Kav’s choreography included lots of little hops, side-swivels, leg lifts and shoulder shakes executed in lines, circles and, particularly, boxy unison phalanxes. Assembled in interchangeable pieces, the theatricalized dances only sketchily depicted, among other subjects, a Moroccan Jewish fertility ritual, a drama of fishermen leaving and returning to their wives, a wine festival dance, and, worst of all, a Hasidic Dance that trashed its rich religious source--exalting dance as ecstatic worship of God--with empty reaching gestures.

With their recycled choreographic ideas, the dances primarily differed from one another in the bright but not-always-attractive costumes and in the over-amplified music played by a pop band.
##############################
▶ Exercise details
Write the next passage of the dance review, picking up after its last sentence.

▶ Stored rows
##############################
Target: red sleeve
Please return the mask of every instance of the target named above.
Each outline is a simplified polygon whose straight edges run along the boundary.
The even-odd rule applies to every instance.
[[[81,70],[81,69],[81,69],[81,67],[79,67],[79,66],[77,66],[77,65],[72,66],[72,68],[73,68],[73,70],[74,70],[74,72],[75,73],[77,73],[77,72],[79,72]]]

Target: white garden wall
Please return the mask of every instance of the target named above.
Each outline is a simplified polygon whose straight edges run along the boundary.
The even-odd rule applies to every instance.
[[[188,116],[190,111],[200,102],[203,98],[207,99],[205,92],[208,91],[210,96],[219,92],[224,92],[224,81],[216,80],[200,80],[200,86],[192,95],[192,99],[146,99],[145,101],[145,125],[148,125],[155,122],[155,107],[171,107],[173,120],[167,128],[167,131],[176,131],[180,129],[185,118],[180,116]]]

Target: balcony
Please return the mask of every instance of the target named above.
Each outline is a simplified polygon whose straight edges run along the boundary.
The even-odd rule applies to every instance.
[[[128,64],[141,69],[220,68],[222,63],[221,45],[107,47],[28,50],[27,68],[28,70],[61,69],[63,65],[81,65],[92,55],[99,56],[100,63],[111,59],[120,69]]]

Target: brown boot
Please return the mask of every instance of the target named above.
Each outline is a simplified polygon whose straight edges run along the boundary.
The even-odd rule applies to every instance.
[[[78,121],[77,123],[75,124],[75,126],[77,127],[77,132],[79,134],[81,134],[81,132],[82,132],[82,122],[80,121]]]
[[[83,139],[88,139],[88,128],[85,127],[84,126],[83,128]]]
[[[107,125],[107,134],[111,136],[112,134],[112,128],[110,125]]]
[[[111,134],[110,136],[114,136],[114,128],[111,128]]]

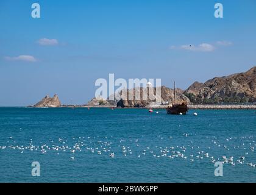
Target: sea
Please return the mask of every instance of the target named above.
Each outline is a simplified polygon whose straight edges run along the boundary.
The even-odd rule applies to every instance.
[[[0,182],[256,182],[255,147],[253,110],[0,108]]]

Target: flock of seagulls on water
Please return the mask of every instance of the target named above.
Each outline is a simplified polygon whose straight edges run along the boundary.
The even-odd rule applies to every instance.
[[[140,138],[128,139],[115,139],[113,136],[100,138],[99,136],[59,138],[55,141],[49,140],[48,143],[40,142],[40,144],[36,144],[35,141],[34,143],[34,141],[30,139],[26,145],[19,144],[15,138],[10,136],[7,141],[7,144],[0,146],[0,151],[13,149],[23,154],[37,152],[44,155],[53,152],[57,155],[60,152],[65,152],[70,154],[70,160],[74,160],[79,152],[88,152],[94,155],[108,156],[112,158],[129,157],[141,158],[144,157],[152,157],[156,158],[166,158],[170,160],[179,158],[191,163],[200,160],[207,160],[212,163],[221,161],[232,166],[246,165],[255,168],[256,164],[247,160],[247,158],[250,159],[247,157],[254,155],[256,143],[253,136],[229,137],[226,139],[205,136],[205,143],[209,143],[207,147],[196,144],[194,143],[196,142],[194,139],[186,140],[190,136],[196,136],[198,135],[178,135],[177,138],[180,142],[176,142],[183,143],[183,146],[174,146],[172,141],[174,139],[172,136],[160,135],[155,137],[155,146],[146,146],[146,142],[143,142],[143,138],[146,138],[144,135]],[[237,151],[235,157],[227,155],[230,152],[235,152],[235,151]],[[238,156],[236,154],[240,155]],[[220,156],[218,156],[218,155]]]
##############################
▶ Exercise output
None of this seemed to matter much to the small, sympathetic audience, which needed little prodding from vocalist Romi Halachmi before clapping or singing along with several of her songs. Indeed, at the end of the program, a group of high-school-age students stood and swayed as Halachmi sang reprise after reprise of “Haleluya.”

Admittedly, Kav and company founder Ofira Navon (a former first lady of Israel) have set themselves the difficult and lofty task of virtually creating a new national folklore for a country that is celebrating only its 40th anniversary this year. But their apparent prohibition against anything that isn’t relentlessly upbeat doesn’t seem to promise much depth in the venture.